→ **Отрывок**:
"""

Проблемы отношений между обществом и властью в постсухартовской Индонезии рассматривалась нами в докладе на ICANAS-37 в Москве в 2004 г. (до второго этапа президентских выборов в Индонезии). Мы, в частности, отмечали, что две выборные кампании, прошедшие в этой стране в 2004 г., в целом продемонстрировали определенный откат процесса реформ, начавшихся в 1998 г. Уже тогда обозначился бывшей сухартовской партии власти Голкар (Golkar), получившей самое большое число голосов (22,5%) на парламентских выборах, и ряда деятелей, занимавших весьма видное место в прежнем режиме. Оба раунда президентских выборов, а также последующее развитие событий в стране дают примечательную картину.

Для начала констатируем, что смещение генерала Сухарто в 1998 г. не было революцией прежде всего в том смысле, что оно не знаменовало собой изменений в классовом характере индонезийского государства, в формах собственности, в социально-политическом укладе. По большому счету не сменился и правящий слой, бюрократия. С оговорками можно было констатировать некоторое снижение роли военного сегмента бюрократии в определении политики государства и принятии политических решений.

"""

→ **Извлечённые строки**:
"""

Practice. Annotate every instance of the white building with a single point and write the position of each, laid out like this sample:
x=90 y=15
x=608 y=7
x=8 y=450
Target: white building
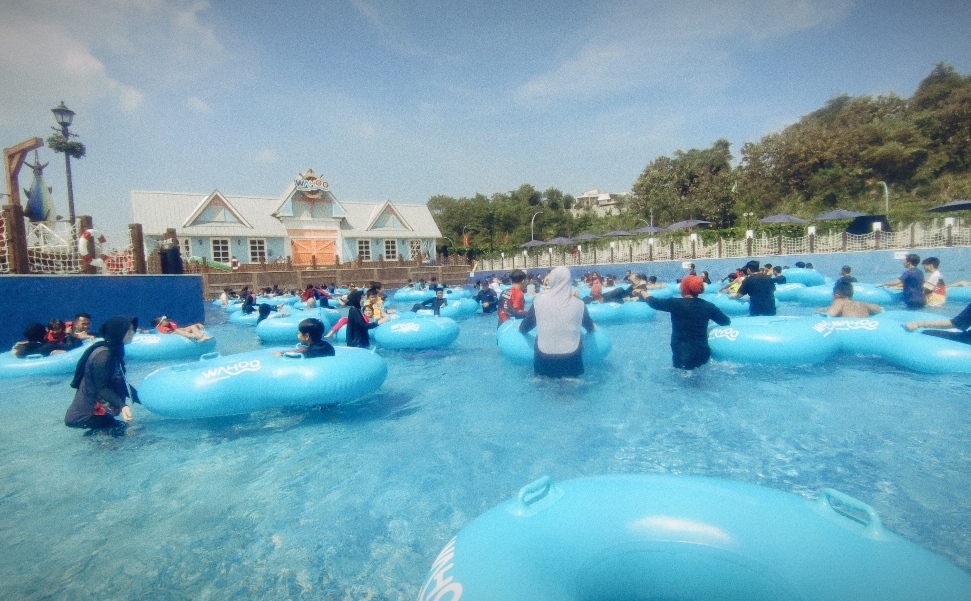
x=601 y=203
x=306 y=223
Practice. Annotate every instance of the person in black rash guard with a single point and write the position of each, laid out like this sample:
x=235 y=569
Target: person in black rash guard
x=487 y=298
x=100 y=380
x=435 y=303
x=760 y=290
x=961 y=322
x=357 y=328
x=689 y=322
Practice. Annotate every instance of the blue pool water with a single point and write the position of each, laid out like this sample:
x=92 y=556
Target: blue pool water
x=355 y=501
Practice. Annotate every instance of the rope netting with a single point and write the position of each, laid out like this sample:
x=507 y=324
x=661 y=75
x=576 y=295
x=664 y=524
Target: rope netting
x=4 y=252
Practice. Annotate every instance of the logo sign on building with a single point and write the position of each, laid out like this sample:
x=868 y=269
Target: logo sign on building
x=312 y=184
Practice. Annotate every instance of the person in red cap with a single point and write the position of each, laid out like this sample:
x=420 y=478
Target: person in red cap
x=689 y=322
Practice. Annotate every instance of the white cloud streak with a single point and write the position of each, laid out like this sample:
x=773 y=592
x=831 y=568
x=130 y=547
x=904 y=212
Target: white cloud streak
x=654 y=42
x=102 y=51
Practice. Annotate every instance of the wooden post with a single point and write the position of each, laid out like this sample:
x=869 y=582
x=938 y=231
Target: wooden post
x=85 y=223
x=138 y=263
x=13 y=217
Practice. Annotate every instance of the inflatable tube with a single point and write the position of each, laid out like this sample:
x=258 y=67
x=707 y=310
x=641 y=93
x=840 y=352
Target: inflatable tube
x=681 y=537
x=801 y=275
x=776 y=340
x=32 y=366
x=625 y=312
x=822 y=296
x=415 y=331
x=519 y=348
x=260 y=380
x=810 y=340
x=166 y=347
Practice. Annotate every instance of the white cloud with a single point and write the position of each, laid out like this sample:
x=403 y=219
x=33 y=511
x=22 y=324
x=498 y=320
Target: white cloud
x=105 y=50
x=265 y=157
x=199 y=105
x=661 y=43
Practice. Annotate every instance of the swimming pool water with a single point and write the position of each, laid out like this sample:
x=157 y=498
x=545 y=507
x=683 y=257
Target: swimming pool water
x=355 y=501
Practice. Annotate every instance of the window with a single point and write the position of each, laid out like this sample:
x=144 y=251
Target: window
x=220 y=250
x=257 y=250
x=364 y=250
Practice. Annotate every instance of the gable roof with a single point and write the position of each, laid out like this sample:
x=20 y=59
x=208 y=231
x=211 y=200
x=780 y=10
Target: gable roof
x=158 y=211
x=214 y=200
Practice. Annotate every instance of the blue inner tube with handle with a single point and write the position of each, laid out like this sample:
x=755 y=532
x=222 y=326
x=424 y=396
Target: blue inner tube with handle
x=686 y=538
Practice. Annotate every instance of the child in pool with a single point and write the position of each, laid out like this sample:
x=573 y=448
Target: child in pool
x=196 y=331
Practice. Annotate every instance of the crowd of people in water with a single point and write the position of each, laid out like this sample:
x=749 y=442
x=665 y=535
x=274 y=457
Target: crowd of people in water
x=549 y=304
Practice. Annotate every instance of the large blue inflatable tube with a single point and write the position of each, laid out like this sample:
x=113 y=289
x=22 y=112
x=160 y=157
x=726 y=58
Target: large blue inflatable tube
x=687 y=538
x=415 y=331
x=260 y=380
x=520 y=348
x=33 y=366
x=784 y=340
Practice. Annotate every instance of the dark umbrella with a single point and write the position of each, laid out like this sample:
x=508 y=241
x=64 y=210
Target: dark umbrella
x=686 y=223
x=954 y=205
x=782 y=218
x=838 y=214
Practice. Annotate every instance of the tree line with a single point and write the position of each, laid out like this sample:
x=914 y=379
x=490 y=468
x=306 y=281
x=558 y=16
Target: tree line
x=839 y=156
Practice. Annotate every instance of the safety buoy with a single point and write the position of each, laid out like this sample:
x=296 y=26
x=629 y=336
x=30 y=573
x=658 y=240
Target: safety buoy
x=90 y=248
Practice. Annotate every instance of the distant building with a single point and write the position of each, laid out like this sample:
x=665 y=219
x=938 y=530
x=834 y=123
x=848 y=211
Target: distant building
x=601 y=203
x=306 y=223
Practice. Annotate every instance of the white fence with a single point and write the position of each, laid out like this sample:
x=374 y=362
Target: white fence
x=691 y=247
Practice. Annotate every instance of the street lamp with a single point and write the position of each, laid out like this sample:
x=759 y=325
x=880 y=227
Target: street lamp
x=886 y=196
x=531 y=222
x=64 y=117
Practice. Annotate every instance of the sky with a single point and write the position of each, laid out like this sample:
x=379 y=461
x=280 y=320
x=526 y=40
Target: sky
x=406 y=100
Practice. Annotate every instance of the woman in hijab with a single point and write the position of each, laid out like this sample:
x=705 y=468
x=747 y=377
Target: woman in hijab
x=558 y=316
x=689 y=322
x=100 y=379
x=357 y=327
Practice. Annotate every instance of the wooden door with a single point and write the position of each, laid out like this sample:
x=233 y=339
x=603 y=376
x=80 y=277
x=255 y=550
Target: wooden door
x=306 y=249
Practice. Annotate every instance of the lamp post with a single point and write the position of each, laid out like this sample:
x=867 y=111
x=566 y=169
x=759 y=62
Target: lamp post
x=886 y=196
x=531 y=222
x=64 y=117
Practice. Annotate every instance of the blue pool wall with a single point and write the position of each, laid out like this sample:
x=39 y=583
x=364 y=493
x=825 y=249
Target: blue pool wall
x=30 y=298
x=871 y=266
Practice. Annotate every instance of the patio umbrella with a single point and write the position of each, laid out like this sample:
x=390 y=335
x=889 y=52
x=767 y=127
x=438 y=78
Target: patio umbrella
x=838 y=214
x=782 y=218
x=954 y=205
x=686 y=223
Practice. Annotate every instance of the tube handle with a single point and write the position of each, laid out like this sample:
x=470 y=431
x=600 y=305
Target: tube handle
x=853 y=509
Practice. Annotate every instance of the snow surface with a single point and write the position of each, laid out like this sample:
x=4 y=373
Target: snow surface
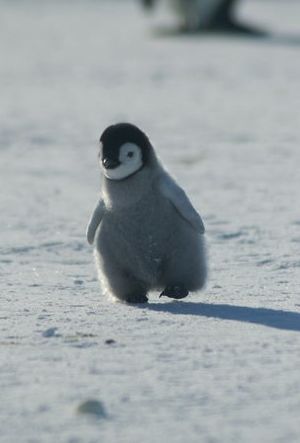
x=223 y=112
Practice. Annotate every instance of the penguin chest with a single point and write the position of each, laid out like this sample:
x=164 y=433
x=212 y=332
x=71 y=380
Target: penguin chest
x=140 y=236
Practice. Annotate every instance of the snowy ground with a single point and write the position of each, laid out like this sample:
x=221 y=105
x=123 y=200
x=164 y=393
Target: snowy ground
x=223 y=113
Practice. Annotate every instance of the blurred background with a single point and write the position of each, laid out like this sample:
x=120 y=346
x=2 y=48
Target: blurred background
x=218 y=94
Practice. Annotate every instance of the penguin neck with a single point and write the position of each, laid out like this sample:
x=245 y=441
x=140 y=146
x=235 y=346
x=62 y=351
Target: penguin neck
x=119 y=194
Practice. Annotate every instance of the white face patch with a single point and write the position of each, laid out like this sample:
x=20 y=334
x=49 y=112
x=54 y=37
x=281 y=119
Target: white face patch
x=130 y=157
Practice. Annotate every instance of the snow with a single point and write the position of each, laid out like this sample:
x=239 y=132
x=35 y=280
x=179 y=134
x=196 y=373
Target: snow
x=223 y=114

"""

→ **Цель задания**:
Продублируйте дословно часть отрывка об Индонезии после Сухарто: всё от слов «Проблемы отношений между» вниз до слов «дают примечательную картину.».

→ **Ответ**:
Проблемы отношений между обществом и властью в постсухартовской Индонезии рассматривалась нами в докладе на ICANAS-37 в Москве в 2004 г. (до второго этапа президентских выборов в Индонезии). Мы, в частности, отмечали, что две выборные кампании, прошедшие в этой стране в 2004 г., в целом продемонстрировали определенный откат процесса реформ, начавшихся в 1998 г. Уже тогда обозначился бывшей сухартовской партии власти Голкар (Golkar), получившей самое большое число голосов (22,5%) на парламентских выборах, и ряда деятелей, занимавших весьма видное место в прежнем режиме. Оба раунда президентских выборов, а также последующее развитие событий в стране дают примечательную картину.